**TASK BRIEF**
Show every line of the records that contains the string "seed".

**DATA LISTING**
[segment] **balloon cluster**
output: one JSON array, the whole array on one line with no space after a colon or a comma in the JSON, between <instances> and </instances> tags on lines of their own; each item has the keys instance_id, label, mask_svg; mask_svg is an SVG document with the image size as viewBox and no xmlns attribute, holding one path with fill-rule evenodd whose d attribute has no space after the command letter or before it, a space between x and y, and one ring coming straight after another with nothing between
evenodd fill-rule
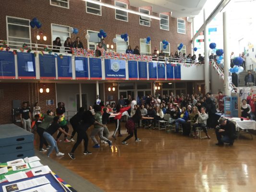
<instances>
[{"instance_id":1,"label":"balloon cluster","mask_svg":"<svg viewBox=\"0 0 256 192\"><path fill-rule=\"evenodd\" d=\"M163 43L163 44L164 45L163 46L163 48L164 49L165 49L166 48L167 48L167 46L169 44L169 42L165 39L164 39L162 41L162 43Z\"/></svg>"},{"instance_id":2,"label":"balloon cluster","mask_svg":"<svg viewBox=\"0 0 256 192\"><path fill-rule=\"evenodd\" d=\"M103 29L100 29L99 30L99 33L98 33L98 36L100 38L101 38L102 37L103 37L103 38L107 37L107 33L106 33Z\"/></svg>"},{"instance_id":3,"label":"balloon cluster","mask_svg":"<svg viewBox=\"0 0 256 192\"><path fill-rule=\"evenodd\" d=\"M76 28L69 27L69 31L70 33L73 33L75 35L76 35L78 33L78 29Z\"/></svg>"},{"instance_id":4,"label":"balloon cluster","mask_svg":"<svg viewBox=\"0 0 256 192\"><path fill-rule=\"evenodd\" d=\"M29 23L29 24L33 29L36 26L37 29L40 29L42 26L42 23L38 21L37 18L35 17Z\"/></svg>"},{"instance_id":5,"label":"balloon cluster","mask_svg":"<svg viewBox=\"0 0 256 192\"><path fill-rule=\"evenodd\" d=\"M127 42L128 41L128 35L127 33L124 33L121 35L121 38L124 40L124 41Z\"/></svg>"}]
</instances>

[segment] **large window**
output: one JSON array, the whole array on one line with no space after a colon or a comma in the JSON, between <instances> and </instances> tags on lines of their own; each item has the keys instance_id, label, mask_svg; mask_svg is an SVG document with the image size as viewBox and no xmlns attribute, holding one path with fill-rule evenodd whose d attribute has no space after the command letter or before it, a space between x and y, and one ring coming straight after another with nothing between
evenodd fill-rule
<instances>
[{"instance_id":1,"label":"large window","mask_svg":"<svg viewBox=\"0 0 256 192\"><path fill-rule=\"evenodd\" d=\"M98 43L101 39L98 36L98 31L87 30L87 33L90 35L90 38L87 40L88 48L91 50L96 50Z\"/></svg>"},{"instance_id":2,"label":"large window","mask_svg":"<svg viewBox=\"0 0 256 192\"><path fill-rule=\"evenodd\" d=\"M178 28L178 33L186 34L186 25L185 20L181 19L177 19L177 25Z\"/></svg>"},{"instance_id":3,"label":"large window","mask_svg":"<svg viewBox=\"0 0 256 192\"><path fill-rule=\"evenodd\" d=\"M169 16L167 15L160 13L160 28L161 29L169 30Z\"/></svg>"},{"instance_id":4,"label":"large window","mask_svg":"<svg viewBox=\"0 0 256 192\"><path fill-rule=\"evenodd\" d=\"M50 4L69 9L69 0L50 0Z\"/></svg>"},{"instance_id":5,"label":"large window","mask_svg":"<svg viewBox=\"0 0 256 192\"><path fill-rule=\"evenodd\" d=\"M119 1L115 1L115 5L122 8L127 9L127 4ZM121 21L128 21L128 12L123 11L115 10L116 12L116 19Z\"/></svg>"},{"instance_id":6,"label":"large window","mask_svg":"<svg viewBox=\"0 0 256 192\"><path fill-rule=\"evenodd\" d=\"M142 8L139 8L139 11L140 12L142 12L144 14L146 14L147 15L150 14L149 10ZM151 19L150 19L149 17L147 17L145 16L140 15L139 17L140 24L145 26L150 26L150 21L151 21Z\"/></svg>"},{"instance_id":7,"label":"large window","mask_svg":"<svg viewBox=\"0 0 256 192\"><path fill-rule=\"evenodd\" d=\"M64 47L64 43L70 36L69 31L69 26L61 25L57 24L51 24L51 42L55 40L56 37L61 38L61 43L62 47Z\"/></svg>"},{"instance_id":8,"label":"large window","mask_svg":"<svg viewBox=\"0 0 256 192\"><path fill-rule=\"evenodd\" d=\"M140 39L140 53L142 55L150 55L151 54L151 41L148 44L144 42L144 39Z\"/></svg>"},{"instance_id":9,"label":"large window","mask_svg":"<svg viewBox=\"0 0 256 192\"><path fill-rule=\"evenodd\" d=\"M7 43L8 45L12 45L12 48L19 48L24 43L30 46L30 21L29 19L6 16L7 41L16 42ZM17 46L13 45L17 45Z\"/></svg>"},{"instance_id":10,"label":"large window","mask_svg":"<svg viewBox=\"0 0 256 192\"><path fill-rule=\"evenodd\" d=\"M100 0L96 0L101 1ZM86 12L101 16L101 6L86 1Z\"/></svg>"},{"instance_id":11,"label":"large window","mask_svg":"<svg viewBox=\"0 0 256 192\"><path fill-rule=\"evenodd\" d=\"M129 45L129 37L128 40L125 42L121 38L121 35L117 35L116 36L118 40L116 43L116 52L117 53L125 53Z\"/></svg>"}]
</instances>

...

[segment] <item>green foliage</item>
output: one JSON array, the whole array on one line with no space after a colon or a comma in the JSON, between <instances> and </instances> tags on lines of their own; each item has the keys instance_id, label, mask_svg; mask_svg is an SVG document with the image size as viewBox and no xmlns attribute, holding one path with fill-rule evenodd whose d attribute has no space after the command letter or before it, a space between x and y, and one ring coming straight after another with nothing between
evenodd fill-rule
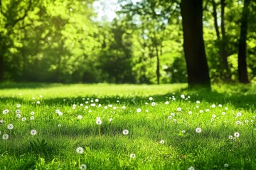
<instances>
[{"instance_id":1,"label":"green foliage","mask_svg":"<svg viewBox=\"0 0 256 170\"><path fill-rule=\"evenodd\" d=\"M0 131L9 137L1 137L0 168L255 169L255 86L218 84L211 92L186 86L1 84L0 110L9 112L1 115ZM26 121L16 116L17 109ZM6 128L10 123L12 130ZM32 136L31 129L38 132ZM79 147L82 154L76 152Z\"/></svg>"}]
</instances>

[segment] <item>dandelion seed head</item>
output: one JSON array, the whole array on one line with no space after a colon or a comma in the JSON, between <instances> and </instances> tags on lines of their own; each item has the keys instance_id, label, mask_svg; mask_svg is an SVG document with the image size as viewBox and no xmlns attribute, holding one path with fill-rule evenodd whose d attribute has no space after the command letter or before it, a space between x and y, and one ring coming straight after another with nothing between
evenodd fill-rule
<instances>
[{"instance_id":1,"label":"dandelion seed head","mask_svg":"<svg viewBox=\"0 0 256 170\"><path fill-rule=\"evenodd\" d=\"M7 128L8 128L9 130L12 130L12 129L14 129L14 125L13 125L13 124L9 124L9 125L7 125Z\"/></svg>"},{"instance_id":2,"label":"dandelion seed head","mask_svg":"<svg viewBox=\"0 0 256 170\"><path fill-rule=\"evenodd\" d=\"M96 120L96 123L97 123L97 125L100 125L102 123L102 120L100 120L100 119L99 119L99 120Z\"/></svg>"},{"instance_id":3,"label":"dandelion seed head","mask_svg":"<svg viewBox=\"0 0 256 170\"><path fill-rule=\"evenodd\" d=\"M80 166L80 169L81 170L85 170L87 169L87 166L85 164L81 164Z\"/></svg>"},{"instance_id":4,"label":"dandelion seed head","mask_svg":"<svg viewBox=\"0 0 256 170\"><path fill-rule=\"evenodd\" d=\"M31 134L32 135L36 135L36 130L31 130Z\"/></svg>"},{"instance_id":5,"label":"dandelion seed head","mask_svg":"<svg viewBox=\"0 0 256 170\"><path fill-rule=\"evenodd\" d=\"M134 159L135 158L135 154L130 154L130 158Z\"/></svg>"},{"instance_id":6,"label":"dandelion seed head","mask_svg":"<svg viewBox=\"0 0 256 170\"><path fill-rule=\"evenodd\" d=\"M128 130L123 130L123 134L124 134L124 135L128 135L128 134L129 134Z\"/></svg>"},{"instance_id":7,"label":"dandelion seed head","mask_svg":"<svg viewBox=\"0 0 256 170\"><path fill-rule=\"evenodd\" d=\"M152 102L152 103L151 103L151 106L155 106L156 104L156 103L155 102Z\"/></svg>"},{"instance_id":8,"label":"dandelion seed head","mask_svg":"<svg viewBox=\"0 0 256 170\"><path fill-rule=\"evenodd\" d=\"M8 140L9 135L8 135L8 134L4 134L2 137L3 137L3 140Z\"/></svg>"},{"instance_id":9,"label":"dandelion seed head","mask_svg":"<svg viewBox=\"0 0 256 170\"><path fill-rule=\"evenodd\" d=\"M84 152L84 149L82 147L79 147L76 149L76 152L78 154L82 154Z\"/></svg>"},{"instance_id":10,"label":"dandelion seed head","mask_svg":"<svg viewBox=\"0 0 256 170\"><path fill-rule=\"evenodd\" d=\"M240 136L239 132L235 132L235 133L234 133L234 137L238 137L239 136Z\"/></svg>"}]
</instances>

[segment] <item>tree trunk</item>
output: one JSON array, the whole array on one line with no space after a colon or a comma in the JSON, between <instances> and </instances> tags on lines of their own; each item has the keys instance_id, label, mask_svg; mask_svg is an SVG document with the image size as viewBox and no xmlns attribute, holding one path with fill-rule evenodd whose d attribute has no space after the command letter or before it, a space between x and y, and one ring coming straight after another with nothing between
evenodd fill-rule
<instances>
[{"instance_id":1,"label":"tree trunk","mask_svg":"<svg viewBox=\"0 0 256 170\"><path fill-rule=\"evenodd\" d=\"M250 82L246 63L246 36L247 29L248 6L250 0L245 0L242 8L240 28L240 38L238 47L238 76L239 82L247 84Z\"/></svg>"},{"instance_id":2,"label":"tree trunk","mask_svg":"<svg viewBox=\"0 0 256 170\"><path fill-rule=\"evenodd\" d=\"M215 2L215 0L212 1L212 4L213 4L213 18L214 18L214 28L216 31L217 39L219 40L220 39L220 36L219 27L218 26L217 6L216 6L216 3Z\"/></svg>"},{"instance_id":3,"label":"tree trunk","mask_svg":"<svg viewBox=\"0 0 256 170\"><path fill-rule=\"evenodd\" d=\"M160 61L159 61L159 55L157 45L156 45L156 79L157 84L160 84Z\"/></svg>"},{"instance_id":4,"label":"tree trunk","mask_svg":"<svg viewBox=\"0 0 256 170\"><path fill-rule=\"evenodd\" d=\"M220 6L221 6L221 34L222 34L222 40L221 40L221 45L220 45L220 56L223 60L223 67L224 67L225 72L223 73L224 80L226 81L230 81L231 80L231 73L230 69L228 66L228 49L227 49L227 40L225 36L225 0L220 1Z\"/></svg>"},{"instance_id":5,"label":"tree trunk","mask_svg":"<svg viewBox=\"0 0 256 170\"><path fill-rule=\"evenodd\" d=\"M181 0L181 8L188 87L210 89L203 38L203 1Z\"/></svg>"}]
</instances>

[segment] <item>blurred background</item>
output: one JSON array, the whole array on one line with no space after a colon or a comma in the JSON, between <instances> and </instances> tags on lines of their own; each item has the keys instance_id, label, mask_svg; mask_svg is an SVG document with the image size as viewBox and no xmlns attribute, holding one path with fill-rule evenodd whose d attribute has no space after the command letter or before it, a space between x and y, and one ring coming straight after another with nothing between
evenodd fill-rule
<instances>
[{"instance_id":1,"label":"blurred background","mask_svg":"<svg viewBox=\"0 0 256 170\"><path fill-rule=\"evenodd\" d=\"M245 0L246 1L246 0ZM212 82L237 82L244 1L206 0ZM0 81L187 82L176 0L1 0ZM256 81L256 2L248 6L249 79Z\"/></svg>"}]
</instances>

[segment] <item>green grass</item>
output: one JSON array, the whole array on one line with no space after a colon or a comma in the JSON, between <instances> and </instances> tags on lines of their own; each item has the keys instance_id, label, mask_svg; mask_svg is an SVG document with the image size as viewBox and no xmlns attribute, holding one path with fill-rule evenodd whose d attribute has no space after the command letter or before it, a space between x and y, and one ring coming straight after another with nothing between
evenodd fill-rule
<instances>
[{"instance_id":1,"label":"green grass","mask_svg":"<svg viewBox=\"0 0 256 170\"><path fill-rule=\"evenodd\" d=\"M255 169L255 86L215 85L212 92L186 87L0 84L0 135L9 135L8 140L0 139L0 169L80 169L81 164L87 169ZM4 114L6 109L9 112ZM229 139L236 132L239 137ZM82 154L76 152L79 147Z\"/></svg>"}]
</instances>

--

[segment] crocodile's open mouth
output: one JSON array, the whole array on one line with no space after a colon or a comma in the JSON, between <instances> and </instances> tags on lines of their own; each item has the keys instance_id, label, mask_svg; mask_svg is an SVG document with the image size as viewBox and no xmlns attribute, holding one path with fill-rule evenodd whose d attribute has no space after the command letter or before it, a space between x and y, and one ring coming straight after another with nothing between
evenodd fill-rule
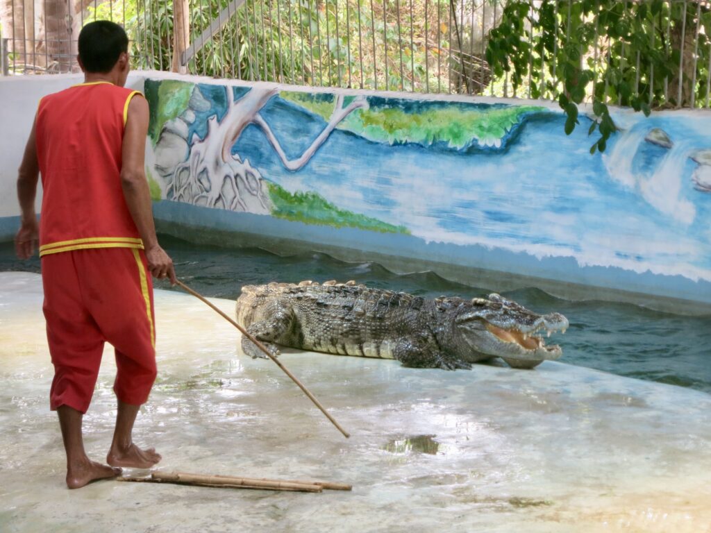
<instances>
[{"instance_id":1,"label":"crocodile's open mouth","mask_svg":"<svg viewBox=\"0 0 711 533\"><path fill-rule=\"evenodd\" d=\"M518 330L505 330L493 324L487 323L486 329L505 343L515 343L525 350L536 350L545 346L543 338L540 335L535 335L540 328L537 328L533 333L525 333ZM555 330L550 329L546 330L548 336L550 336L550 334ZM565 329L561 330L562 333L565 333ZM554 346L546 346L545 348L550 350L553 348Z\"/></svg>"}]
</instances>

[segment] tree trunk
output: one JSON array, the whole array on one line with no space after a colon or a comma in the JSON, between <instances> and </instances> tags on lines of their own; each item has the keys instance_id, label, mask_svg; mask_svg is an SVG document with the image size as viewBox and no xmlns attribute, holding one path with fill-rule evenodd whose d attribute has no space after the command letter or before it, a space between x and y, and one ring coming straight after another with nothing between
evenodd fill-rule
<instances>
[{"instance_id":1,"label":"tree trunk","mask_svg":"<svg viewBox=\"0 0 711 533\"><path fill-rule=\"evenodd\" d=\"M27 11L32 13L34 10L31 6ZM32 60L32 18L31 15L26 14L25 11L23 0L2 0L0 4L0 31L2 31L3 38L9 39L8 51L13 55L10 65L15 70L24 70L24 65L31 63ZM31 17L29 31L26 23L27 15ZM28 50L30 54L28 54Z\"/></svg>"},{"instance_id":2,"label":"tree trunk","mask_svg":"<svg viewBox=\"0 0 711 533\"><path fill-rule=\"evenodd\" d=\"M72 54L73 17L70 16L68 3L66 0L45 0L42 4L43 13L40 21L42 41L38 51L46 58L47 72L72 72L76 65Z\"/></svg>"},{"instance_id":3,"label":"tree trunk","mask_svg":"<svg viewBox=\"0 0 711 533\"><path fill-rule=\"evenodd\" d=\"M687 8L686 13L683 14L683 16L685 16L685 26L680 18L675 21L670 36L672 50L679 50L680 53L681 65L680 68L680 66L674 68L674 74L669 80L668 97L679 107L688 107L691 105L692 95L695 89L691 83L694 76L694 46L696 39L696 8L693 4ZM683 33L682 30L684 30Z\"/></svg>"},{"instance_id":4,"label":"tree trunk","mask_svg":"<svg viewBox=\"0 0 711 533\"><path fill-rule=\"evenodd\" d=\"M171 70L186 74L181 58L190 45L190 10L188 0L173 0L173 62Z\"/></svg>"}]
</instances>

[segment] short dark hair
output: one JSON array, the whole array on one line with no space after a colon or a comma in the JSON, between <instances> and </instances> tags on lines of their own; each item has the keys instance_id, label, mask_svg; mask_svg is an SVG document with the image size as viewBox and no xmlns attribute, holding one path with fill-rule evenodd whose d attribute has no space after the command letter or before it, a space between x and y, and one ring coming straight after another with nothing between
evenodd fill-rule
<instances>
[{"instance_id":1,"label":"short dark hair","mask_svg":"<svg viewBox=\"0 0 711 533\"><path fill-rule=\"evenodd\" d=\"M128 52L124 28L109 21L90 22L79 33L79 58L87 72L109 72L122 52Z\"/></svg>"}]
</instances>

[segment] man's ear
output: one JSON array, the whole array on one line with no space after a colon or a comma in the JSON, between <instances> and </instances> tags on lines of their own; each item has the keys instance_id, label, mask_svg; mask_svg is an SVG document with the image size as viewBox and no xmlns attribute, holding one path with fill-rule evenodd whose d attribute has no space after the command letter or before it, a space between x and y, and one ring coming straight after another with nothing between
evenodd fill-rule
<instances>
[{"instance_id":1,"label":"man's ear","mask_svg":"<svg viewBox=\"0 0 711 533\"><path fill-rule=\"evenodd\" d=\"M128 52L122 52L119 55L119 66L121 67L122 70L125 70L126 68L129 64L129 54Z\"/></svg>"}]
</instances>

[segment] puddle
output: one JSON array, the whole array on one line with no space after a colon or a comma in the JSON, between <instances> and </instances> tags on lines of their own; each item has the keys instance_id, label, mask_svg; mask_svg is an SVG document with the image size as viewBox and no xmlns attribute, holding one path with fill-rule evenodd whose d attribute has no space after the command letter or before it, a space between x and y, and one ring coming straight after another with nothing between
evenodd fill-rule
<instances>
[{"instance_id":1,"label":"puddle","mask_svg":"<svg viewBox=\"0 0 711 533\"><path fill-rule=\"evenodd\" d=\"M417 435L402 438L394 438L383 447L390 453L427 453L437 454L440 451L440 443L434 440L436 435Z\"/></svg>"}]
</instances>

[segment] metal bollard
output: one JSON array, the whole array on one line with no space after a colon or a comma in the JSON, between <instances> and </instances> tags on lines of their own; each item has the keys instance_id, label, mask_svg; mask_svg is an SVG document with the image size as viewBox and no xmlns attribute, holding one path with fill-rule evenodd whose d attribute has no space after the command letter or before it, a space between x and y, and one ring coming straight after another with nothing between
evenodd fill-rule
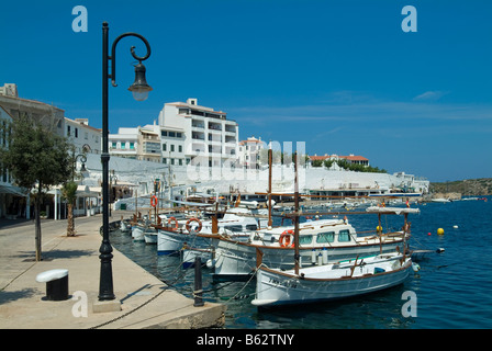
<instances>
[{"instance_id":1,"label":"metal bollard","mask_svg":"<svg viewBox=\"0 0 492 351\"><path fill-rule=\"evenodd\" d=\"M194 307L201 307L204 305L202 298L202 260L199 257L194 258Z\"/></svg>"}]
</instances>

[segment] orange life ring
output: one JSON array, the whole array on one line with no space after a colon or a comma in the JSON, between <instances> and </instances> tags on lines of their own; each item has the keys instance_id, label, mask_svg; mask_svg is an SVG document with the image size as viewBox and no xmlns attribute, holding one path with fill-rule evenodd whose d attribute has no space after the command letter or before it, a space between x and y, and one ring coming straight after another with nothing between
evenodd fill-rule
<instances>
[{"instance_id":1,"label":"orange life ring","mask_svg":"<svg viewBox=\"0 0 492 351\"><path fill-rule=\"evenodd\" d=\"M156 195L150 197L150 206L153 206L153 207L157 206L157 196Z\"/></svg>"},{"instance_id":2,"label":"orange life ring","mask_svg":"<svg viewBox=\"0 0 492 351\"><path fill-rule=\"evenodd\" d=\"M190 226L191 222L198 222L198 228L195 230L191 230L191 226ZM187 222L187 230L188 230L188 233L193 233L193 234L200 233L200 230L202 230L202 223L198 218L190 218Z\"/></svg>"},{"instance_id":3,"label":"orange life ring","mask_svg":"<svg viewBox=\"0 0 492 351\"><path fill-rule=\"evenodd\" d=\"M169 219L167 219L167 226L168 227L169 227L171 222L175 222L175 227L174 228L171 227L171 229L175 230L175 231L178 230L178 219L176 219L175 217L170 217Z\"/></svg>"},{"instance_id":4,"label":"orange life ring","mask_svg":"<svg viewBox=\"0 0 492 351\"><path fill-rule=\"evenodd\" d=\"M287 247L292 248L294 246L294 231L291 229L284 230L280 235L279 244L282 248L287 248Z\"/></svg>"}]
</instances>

**SOLVED EXERCISE**
[segment] <item>dandelion seed head</item>
[{"instance_id":1,"label":"dandelion seed head","mask_svg":"<svg viewBox=\"0 0 256 170\"><path fill-rule=\"evenodd\" d=\"M7 128L8 128L9 130L12 130L12 129L14 129L14 125L13 125L13 124L9 124L9 125L7 125Z\"/></svg>"},{"instance_id":2,"label":"dandelion seed head","mask_svg":"<svg viewBox=\"0 0 256 170\"><path fill-rule=\"evenodd\" d=\"M96 120L96 123L97 123L97 125L100 125L102 123L102 120L100 120L100 119L99 119L99 120Z\"/></svg>"},{"instance_id":3,"label":"dandelion seed head","mask_svg":"<svg viewBox=\"0 0 256 170\"><path fill-rule=\"evenodd\" d=\"M80 166L80 169L81 170L85 170L87 169L87 166L85 164L81 164Z\"/></svg>"},{"instance_id":4,"label":"dandelion seed head","mask_svg":"<svg viewBox=\"0 0 256 170\"><path fill-rule=\"evenodd\" d=\"M31 134L32 135L36 135L36 130L31 130Z\"/></svg>"},{"instance_id":5,"label":"dandelion seed head","mask_svg":"<svg viewBox=\"0 0 256 170\"><path fill-rule=\"evenodd\" d=\"M134 159L135 158L135 154L130 154L130 158Z\"/></svg>"},{"instance_id":6,"label":"dandelion seed head","mask_svg":"<svg viewBox=\"0 0 256 170\"><path fill-rule=\"evenodd\" d=\"M128 130L123 130L123 134L124 134L124 135L128 135L128 134L129 134Z\"/></svg>"},{"instance_id":7,"label":"dandelion seed head","mask_svg":"<svg viewBox=\"0 0 256 170\"><path fill-rule=\"evenodd\" d=\"M152 102L152 103L151 103L151 106L155 106L156 104L156 103L155 102Z\"/></svg>"},{"instance_id":8,"label":"dandelion seed head","mask_svg":"<svg viewBox=\"0 0 256 170\"><path fill-rule=\"evenodd\" d=\"M8 140L9 135L8 135L8 134L4 134L2 137L3 137L3 140Z\"/></svg>"},{"instance_id":9,"label":"dandelion seed head","mask_svg":"<svg viewBox=\"0 0 256 170\"><path fill-rule=\"evenodd\" d=\"M84 152L84 149L82 147L79 147L76 149L76 152L78 154L82 154Z\"/></svg>"},{"instance_id":10,"label":"dandelion seed head","mask_svg":"<svg viewBox=\"0 0 256 170\"><path fill-rule=\"evenodd\" d=\"M240 136L239 132L235 132L235 133L234 133L234 137L238 137L239 136Z\"/></svg>"}]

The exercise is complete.